(Listed entries):
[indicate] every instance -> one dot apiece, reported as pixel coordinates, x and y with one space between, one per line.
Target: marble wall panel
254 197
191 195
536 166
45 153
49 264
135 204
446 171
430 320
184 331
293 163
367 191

* * *

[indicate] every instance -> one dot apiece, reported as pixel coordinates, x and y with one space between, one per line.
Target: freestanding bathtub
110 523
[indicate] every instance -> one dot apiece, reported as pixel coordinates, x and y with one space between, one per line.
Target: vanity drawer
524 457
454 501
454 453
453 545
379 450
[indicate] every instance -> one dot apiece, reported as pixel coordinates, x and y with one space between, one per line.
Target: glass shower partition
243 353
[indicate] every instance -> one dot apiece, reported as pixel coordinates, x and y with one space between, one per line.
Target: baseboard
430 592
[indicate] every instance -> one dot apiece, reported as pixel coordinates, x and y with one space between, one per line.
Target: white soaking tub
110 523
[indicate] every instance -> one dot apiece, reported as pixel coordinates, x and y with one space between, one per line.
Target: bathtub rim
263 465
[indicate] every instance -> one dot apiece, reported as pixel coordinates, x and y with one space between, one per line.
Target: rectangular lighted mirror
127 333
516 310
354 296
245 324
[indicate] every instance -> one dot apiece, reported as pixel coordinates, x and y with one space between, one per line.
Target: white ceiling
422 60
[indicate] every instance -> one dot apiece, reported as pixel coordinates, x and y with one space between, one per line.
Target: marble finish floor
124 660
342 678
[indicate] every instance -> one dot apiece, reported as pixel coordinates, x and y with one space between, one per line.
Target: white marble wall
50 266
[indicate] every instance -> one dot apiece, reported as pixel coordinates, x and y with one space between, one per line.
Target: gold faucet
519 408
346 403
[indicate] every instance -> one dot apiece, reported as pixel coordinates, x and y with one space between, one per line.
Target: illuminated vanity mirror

(Task statement): Report in full every line of the listing above that contains the word "mirror", treating uppercase and lowercase letters as different.

(Exercise response):
Target: rectangular lighted mirror
Target: illuminated vanity mirror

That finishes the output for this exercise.